▶ _Problem to work on_: Rewrite every one of the records below as a JSON list of strings, one string per line, omitting blank lines. Leave the pictures out of the answer.

▶ _Dataset extract_:
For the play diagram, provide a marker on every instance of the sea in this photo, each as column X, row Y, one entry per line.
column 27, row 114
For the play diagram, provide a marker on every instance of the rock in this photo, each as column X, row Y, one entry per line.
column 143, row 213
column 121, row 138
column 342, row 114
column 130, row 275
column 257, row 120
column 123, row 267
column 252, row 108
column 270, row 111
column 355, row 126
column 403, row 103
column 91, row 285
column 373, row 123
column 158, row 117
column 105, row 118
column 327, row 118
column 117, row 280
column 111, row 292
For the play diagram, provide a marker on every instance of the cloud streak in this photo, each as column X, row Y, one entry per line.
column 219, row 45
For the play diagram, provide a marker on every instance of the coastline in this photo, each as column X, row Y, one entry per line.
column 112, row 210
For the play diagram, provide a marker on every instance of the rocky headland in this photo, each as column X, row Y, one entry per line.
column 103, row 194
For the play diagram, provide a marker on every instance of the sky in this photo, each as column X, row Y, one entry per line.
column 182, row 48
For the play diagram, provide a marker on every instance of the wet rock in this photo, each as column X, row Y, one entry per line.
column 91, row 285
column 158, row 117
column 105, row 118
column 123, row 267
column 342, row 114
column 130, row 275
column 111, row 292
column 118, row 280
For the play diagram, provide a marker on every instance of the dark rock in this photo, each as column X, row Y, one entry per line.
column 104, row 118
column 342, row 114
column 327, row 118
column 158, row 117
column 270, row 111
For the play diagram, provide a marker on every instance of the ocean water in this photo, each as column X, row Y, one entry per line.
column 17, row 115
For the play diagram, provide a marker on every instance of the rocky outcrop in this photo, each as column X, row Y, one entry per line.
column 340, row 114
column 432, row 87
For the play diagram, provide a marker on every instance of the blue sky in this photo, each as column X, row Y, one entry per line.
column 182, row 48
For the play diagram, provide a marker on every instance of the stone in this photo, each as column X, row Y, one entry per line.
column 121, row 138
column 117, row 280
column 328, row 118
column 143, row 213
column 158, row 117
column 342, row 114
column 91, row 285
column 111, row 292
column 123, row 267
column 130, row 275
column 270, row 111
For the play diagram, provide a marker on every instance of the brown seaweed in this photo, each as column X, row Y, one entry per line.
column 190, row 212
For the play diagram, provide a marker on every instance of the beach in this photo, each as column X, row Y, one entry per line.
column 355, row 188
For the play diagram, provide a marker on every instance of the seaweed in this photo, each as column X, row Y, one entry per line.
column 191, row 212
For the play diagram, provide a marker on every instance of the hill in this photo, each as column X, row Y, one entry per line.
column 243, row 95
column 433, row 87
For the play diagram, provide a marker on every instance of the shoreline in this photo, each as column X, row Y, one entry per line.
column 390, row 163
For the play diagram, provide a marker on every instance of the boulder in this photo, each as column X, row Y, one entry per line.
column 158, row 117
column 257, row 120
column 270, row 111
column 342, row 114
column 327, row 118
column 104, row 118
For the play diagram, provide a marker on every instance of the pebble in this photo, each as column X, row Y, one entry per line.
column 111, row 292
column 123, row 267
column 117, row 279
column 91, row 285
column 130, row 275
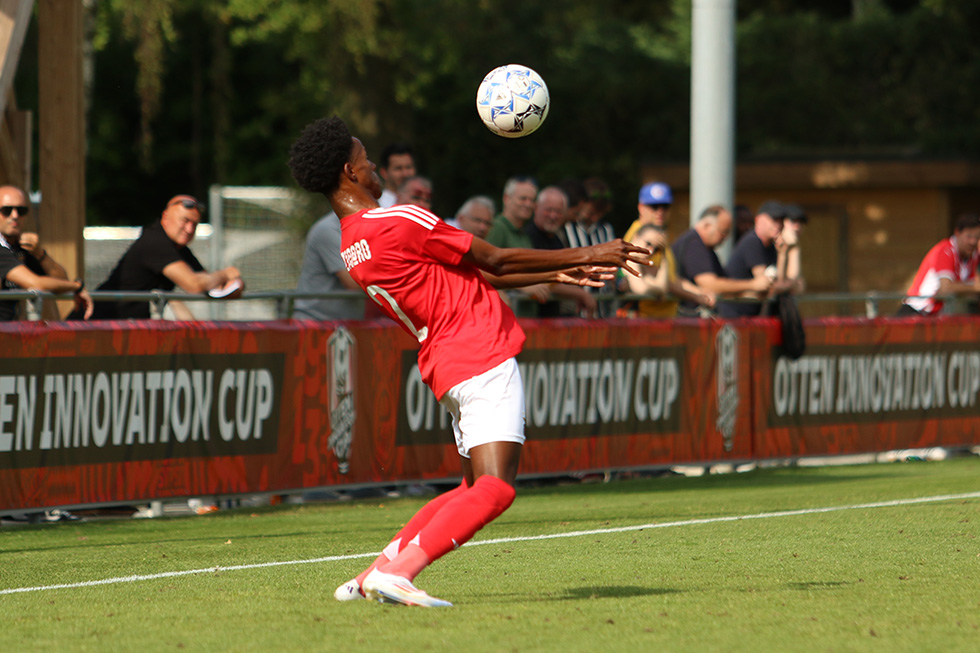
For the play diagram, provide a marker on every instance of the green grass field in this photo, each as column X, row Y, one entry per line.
column 901, row 577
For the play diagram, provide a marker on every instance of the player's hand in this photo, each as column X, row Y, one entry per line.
column 593, row 276
column 538, row 292
column 618, row 253
column 30, row 243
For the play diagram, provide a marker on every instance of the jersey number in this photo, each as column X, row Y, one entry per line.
column 374, row 292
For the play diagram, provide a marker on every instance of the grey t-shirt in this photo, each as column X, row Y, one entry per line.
column 321, row 262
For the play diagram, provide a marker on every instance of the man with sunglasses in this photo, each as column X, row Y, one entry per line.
column 160, row 259
column 25, row 264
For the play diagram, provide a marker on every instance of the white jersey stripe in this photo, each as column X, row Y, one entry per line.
column 414, row 213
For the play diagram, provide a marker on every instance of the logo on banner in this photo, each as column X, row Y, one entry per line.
column 726, row 347
column 340, row 375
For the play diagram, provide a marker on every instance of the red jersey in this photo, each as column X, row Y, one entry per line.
column 942, row 262
column 410, row 262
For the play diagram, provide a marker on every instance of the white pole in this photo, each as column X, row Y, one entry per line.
column 712, row 106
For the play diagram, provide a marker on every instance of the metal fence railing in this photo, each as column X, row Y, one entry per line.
column 868, row 305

▶ _Response_:
[
  "For the play diagram, provide a marker on every instance of the sea in this photo, each as column X, row Y, one entry per line.",
  "column 27, row 114",
  "For the play diagram, provide a marker on every instance of the rock in this photo, each as column X, row Y, one entry per line.",
  "column 143, row 213",
  "column 121, row 138",
  "column 342, row 114",
  "column 130, row 275",
  "column 257, row 120",
  "column 123, row 267",
  "column 252, row 108",
  "column 270, row 111",
  "column 355, row 126",
  "column 403, row 103",
  "column 91, row 285",
  "column 373, row 123",
  "column 158, row 117",
  "column 105, row 118",
  "column 327, row 118",
  "column 117, row 280",
  "column 111, row 292",
  "For the play diagram, provide a marker on every instance of the cloud streak in this photo, each as column X, row Y, one entry per line.",
  "column 219, row 45",
  "For the play diagram, provide a marker on every instance of the coastline in this photo, each as column X, row Y, one entry per line.",
  "column 112, row 210",
  "For the play diagram, provide a marker on every instance of the rocky headland in this photo, each as column X, row Y, one entry per line.",
  "column 103, row 194",
  "For the play diagram, provide a marker on every instance of the sky in this photo, each as column X, row Y, one entry per line.",
  "column 182, row 48",
  "For the play diagram, provide a marker on every instance of the wet rock in this photo, each as column X, row Y, one entry per line.",
  "column 91, row 285",
  "column 158, row 117",
  "column 105, row 118",
  "column 123, row 267",
  "column 342, row 114",
  "column 130, row 275",
  "column 111, row 292",
  "column 118, row 280",
  "For the play diagram, provide a marker on every instance of the dark rock in this photo, each as column X, row Y, one entry per line.",
  "column 104, row 118",
  "column 342, row 114",
  "column 327, row 118",
  "column 158, row 117",
  "column 270, row 111",
  "For the play diagram, provide a marker on every instance of the ocean water in this photo, each as column X, row Y, one entry per line.",
  "column 17, row 115",
  "For the play diagram, provide a marker on every instance of the rocky outcrop in this photo, each as column X, row Y, one entry per line.",
  "column 340, row 114",
  "column 432, row 87",
  "For the play diagram, provide a marker on every instance of the blue sky in this photo, each as column X, row Y, one entry per line.",
  "column 182, row 48",
  "For the play diagram, provide a marker on every instance of the stone in this photo, each as column X, row Y, one entry per line.",
  "column 121, row 138",
  "column 117, row 280",
  "column 328, row 118",
  "column 143, row 213",
  "column 158, row 117",
  "column 342, row 114",
  "column 91, row 285",
  "column 111, row 292",
  "column 123, row 267",
  "column 130, row 275",
  "column 270, row 111",
  "For the play diagram, provide a marker on every instance of the brown seaweed in this photo, each as column X, row Y, one entry per line.",
  "column 190, row 212",
  "For the play diagram, provide a marker on every instance of the beach in this photo, each as column X, row Y, one entry per line.",
  "column 355, row 188",
  "For the play diagram, provide a marker on every instance of the seaweed in this photo, each as column X, row Y, one entry per line.",
  "column 191, row 212",
  "For the play diagram, provide a marker on every instance of the hill in this photo, each as column X, row Y, one entry per line.",
  "column 243, row 95",
  "column 433, row 87",
  "For the play diagram, provide a marker on every instance of the shoreline in this photo, each as column X, row Y, one entry per line.",
  "column 390, row 163",
  "For the play diagram, provide a marker on every instance of the boulder in this photo, each as column X, row Y, one entry per line.",
  "column 158, row 117",
  "column 257, row 120",
  "column 270, row 111",
  "column 342, row 114",
  "column 327, row 118",
  "column 104, row 118",
  "For the play diagram, provide a marker on every instance of the pebble in this photo, each as column X, row Y, one entry per line.",
  "column 111, row 292",
  "column 123, row 267",
  "column 117, row 279",
  "column 91, row 285",
  "column 130, row 275",
  "For the play diagram, provide a marker on every instance of the green grass field in this photo, each as column X, row Y, one entry per line.",
  "column 901, row 577",
  "For the play diagram, provide a marker on every instance of the player's hand in this photo, each as column X, row Y, one entry per line.",
  "column 593, row 276",
  "column 538, row 292",
  "column 618, row 253",
  "column 30, row 243",
  "For the play diagram, provide a marker on every instance of the jersey number in this photo, each as column X, row Y, one entry per line.",
  "column 374, row 292",
  "For the play diagram, provide a marker on every instance of the grey t-shirt in this photo, each as column X, row Y, one entry per line.",
  "column 321, row 262",
  "For the play diagram, provide a marker on every instance of the man with sunglasses in this photo, each as column X, row Y, one entry per line.",
  "column 160, row 259",
  "column 25, row 264",
  "For the play diagram, provide a marker on every instance of the white jersey stripe in this photo, each as column X, row Y, one entry per line.",
  "column 414, row 213",
  "For the play diagram, provide a marker on every instance of the logo on banner in this photo, each as column X, row Y, one entry per line.",
  "column 726, row 347",
  "column 340, row 375",
  "For the play diagram, provide a marker on every instance of the red jersey in this photo, each as column X, row Y, one entry per line.",
  "column 942, row 262",
  "column 410, row 262",
  "For the play diagram, provide a marker on every instance of the white pole in this photo, each as column X, row Y, one entry per line.",
  "column 712, row 106",
  "For the play diagram, provide a marker on every instance of the metal fence railing in this photo, each as column X, row Y, one entry per line.",
  "column 868, row 305"
]